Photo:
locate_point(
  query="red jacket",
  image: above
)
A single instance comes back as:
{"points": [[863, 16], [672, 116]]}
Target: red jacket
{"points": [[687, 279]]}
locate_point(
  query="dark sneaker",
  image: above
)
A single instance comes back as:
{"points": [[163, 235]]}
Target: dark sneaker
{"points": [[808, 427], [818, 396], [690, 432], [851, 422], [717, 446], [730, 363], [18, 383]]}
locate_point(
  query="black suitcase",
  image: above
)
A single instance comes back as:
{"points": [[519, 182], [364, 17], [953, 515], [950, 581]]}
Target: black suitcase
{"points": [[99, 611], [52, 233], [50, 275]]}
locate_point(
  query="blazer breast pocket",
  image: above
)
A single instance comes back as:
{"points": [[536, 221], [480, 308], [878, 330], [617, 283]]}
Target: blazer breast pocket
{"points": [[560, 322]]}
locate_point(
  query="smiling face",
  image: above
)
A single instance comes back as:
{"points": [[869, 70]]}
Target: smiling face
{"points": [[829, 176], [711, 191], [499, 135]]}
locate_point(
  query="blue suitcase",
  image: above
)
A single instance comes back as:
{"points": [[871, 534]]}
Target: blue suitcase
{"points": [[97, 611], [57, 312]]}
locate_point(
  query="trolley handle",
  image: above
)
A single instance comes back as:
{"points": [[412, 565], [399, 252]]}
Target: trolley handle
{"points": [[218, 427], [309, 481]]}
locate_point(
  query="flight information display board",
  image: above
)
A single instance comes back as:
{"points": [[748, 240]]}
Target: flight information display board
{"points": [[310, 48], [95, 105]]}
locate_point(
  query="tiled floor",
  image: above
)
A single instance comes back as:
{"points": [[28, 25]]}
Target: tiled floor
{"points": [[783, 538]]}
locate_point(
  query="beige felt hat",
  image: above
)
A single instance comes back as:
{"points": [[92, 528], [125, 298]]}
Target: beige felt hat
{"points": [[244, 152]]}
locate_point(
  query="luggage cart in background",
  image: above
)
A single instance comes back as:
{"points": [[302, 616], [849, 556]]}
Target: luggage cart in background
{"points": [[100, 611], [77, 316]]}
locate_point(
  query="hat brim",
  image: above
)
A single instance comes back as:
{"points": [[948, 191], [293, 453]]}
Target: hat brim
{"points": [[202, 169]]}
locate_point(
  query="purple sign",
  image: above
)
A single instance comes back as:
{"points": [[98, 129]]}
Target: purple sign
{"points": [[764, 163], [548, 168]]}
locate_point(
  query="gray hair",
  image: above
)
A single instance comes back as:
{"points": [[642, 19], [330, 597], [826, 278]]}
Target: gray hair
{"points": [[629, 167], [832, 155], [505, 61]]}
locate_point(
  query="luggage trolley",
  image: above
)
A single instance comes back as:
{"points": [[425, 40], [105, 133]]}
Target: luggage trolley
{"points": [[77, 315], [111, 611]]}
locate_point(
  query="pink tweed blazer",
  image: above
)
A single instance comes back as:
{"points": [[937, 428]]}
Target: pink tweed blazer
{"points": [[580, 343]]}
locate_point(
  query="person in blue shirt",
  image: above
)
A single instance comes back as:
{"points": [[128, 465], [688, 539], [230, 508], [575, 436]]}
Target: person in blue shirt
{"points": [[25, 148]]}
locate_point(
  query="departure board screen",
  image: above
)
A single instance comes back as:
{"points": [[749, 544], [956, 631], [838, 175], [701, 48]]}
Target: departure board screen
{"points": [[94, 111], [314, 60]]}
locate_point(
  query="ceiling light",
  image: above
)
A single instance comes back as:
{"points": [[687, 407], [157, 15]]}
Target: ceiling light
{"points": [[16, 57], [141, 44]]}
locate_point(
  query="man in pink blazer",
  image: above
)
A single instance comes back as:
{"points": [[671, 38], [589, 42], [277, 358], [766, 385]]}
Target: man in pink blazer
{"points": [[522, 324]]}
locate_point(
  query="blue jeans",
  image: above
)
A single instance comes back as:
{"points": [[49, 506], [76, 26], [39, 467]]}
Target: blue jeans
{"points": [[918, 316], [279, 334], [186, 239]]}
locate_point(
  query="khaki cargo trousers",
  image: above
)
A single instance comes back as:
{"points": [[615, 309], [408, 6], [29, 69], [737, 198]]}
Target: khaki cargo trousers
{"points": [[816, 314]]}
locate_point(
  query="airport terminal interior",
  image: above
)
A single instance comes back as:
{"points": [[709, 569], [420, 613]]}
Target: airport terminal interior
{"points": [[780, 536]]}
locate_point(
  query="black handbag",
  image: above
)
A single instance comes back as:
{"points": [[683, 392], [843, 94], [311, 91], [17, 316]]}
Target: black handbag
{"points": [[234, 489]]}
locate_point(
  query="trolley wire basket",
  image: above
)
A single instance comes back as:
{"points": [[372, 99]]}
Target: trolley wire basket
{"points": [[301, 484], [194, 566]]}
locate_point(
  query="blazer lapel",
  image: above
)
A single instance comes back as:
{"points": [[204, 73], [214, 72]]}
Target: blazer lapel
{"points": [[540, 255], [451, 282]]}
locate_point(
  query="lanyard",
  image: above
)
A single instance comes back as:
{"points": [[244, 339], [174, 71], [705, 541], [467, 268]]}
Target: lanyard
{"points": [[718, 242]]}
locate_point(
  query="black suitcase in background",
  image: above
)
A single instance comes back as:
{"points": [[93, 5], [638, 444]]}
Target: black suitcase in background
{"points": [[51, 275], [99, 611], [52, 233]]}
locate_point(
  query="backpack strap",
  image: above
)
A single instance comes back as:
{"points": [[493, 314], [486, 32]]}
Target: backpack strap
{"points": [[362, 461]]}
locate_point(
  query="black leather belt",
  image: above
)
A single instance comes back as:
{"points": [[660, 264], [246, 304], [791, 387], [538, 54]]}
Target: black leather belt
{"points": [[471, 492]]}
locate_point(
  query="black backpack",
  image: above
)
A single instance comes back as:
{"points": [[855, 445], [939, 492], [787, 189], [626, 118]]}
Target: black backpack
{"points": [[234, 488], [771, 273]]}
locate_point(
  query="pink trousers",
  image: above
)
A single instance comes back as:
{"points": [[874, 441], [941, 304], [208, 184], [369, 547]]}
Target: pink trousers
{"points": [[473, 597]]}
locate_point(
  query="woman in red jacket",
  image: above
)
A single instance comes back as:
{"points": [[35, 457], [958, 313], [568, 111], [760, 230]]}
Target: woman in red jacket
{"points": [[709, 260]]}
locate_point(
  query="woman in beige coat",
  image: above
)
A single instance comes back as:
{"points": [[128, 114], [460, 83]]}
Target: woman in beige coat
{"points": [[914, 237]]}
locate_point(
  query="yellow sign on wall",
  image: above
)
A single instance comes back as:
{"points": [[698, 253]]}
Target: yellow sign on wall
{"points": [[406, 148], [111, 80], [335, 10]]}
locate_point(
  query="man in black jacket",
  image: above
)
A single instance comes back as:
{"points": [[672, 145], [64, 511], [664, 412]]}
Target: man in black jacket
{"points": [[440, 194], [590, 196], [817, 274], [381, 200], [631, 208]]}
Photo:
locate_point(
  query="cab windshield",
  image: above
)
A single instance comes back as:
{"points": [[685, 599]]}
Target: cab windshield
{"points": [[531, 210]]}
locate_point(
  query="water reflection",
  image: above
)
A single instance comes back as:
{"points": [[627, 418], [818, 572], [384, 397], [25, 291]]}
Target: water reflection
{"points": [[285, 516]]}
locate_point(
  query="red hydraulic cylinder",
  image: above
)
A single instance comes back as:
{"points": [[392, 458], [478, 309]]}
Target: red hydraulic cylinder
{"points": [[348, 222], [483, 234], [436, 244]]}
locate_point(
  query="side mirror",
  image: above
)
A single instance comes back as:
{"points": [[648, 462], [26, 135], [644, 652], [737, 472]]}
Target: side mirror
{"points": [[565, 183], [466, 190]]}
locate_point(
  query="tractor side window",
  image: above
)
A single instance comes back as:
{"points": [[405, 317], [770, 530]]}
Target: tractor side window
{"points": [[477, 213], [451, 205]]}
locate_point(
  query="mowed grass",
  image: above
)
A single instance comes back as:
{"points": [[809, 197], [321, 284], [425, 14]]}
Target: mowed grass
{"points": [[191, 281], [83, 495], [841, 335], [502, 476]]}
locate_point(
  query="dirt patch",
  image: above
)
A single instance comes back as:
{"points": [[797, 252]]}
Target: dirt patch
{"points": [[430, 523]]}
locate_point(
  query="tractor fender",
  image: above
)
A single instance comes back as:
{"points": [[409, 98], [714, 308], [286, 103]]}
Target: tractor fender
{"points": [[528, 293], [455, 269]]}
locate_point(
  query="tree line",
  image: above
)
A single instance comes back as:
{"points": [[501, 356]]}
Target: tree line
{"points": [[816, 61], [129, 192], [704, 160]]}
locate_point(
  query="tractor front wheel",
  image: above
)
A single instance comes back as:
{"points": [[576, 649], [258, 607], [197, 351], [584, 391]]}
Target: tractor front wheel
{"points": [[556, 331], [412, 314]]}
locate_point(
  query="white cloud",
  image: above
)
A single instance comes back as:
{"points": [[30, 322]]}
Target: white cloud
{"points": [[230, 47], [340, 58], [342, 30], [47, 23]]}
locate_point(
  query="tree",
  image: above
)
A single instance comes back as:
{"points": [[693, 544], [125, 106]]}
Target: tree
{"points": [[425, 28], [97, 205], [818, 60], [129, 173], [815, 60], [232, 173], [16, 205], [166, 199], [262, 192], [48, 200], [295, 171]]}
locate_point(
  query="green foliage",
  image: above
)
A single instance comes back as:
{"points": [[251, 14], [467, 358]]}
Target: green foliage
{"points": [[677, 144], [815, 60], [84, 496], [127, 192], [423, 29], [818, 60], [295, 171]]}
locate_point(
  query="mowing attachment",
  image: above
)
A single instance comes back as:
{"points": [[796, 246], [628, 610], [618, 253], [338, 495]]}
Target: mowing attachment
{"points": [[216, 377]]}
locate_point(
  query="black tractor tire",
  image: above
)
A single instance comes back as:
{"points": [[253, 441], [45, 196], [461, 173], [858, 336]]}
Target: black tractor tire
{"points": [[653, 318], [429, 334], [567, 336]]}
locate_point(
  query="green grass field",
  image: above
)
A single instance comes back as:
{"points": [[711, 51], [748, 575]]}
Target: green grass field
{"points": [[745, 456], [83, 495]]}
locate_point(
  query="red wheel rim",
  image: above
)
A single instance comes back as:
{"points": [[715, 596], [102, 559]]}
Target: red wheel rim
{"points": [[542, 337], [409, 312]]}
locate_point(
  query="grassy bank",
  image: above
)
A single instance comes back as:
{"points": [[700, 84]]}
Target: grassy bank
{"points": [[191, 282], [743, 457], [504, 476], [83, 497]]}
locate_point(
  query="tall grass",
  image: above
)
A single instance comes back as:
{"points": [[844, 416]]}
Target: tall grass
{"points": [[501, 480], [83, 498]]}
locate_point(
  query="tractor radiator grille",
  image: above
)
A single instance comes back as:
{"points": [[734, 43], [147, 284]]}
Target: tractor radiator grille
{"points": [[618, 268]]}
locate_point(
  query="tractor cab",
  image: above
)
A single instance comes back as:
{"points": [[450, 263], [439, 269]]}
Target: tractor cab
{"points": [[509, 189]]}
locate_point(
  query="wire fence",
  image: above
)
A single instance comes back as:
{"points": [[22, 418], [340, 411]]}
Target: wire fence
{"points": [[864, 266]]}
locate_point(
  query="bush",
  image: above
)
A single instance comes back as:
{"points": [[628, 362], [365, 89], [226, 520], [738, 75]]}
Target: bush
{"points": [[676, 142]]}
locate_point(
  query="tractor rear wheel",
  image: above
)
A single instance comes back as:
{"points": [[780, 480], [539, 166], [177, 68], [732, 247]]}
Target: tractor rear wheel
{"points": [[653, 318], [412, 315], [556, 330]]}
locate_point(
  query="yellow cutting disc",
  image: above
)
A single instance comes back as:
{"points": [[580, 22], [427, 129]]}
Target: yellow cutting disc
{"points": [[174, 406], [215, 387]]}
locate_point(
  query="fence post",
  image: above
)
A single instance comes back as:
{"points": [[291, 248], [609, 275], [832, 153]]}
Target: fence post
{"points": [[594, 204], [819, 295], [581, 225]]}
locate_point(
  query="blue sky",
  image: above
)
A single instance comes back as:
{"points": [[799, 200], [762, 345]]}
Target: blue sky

WORK TO BE COMPLETED :: Copy out every line from the rows above that contains the word "basket".

PROBLEM SOLUTION ::
  query="trolley wire basket",
Target: trolley wire basket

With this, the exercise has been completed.